> **ASSIGNED TASK**
A single number is required: how many lines in the data below contain "clicks".

Collected data entries

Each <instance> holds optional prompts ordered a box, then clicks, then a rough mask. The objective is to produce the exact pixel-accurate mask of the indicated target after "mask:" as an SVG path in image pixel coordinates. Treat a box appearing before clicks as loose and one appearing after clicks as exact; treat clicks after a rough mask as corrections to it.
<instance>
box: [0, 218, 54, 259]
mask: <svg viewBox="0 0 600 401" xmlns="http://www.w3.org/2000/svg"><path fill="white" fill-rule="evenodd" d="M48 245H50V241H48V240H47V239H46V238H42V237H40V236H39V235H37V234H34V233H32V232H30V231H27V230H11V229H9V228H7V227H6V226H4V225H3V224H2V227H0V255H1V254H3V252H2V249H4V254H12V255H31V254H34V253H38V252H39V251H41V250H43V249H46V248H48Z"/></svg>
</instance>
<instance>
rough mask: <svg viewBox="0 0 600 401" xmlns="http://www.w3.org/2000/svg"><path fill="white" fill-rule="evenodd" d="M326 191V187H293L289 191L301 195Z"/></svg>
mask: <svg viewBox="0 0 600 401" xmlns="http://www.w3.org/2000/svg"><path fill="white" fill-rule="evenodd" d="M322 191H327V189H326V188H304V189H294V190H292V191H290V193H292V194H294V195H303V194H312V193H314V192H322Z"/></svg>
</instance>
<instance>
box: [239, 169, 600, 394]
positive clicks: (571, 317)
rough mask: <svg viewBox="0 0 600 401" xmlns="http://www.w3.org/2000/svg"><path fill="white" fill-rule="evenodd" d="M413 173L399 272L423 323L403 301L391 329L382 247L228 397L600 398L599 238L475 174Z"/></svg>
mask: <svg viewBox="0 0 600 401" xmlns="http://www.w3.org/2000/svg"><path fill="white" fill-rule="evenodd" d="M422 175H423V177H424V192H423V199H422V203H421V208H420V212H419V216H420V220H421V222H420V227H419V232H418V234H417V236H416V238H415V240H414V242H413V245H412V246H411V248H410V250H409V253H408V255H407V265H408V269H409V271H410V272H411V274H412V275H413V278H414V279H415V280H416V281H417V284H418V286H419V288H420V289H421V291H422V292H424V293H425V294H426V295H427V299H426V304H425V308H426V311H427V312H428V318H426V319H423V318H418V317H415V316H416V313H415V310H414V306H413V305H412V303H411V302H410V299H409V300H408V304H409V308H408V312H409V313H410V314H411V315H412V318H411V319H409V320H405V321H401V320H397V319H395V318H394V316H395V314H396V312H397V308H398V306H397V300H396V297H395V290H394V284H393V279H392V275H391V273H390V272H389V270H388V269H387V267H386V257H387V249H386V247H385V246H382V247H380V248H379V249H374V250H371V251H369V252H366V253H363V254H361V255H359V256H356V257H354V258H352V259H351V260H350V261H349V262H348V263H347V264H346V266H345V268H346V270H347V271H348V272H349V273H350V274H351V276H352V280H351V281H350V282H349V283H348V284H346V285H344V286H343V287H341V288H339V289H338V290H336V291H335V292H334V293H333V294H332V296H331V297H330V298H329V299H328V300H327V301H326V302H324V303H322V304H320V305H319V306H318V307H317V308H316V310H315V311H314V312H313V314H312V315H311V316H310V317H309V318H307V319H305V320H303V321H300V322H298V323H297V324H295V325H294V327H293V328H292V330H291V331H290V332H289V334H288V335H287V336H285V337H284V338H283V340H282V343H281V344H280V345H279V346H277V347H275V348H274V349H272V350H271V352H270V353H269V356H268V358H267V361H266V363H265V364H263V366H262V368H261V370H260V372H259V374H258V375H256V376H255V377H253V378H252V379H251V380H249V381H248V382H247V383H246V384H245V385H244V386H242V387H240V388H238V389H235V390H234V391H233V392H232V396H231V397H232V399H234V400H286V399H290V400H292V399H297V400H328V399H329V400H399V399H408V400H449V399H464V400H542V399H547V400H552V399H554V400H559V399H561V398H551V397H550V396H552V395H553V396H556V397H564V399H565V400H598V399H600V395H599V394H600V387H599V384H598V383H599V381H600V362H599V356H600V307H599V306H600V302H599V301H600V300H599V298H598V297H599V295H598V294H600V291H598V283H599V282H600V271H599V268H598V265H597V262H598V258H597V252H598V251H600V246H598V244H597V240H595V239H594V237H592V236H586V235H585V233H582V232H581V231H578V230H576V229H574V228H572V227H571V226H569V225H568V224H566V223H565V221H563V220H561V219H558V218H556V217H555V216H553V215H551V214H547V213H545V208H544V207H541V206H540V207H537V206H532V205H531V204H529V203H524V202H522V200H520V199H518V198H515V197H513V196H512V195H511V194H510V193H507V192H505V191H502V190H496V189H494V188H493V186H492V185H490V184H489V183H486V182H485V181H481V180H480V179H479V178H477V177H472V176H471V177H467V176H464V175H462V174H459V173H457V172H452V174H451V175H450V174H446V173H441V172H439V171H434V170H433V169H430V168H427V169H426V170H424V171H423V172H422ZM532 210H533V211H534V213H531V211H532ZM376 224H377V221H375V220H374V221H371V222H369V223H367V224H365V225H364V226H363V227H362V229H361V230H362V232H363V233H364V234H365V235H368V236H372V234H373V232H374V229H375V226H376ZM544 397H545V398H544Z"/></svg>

> **SOLUTION TO THIS EXERCISE**
2